Data provided -
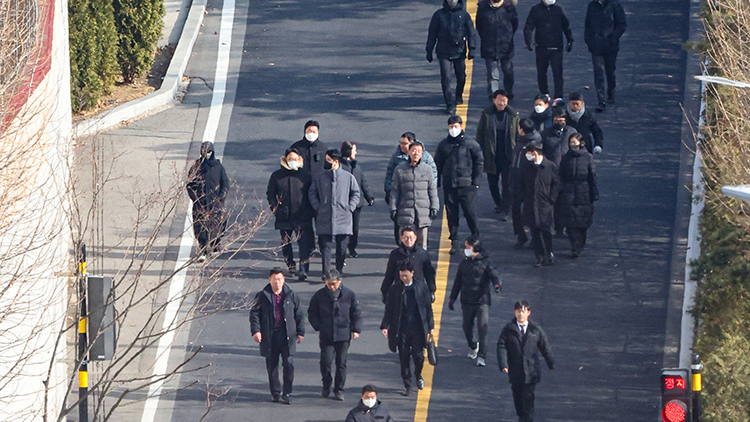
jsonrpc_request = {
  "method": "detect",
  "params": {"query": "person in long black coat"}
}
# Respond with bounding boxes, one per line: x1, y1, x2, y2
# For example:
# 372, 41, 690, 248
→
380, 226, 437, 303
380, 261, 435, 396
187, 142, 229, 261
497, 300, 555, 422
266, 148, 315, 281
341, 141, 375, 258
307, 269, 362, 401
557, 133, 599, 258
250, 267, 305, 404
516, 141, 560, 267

...

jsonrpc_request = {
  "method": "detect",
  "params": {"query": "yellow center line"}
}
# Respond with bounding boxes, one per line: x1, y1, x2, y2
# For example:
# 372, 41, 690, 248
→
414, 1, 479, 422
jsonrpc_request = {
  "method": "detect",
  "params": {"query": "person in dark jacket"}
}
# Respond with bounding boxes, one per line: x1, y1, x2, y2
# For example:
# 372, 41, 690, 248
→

Given exercise -
Please count the lines of the records that contain the string "person" and reply with that number alone.

Answer in full -
2